* PAGE EXCERPT:
————
Richard Michael Cockayne Frith (born 8 April 1949) is a British retired Anglican bishop who served as Bishop of Hull and Bishop of Hereford.

Early life
Frith was born into a clerical family on 8 April 1949; his father was Roger Cokayne Frith, sometime canon and Vicar of Feltwell. He was educated at Marlborough College and Fitzwilliam College, Cambridge. He undertook training for ministry at St John's College, Nottingham.

Ordained ministry
Frith was made a deacon at Michaelmas 1974 (6 October) and ordained a priest the Michaelmas following (28 September 1975), both times by Mervyn Stockwood, Bishop of Southwark, at Southwark Cathedral. He began his ordained ministry as a curate in Mortlake, after which he was Vicar of Thamesmead. Following this he was Rector of Keynsham. Finally, before his ordination to the episcopate, he was the Archdeacon of Taunton from 1992.
————
* MATERIAL SUPPLIED:
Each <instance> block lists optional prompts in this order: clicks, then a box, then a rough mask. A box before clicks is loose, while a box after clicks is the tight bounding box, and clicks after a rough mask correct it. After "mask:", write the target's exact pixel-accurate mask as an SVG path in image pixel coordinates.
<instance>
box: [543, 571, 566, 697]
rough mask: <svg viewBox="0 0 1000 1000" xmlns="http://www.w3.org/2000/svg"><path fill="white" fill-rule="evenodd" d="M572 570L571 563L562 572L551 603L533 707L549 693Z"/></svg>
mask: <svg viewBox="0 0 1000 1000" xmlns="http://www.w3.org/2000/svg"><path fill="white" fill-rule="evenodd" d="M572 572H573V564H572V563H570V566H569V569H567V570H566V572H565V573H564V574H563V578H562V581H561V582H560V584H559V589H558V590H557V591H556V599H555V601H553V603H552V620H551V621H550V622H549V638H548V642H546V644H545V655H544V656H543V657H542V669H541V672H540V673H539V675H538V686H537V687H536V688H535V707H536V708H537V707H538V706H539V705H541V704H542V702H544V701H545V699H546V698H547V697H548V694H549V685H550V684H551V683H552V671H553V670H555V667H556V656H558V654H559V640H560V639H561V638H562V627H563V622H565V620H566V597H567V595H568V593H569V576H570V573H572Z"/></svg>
————
* EXERCISE DESCRIPTION:
Rewrite the stretch from "Richard Michael Cockayne" through "John's College, Nottingham." of the Frith biography, changing "clerical family" to "family of clergy". The records are separate from the text and are not part of it.

* ANSWER TO THIS EXERCISE:
Richard Michael Cockayne Frith (born 8 April 1949) is a British retired Anglican bishop who served as Bishop of Hull and Bishop of Hereford.

Early life
Frith was born into a family of clergy on 8 April 1949; his father was Roger Cokayne Frith, sometime canon and Vicar of Feltwell. He was educated at Marlborough College and Fitzwilliam College, Cambridge. He undertook training for ministry at St John's College, Nottingham.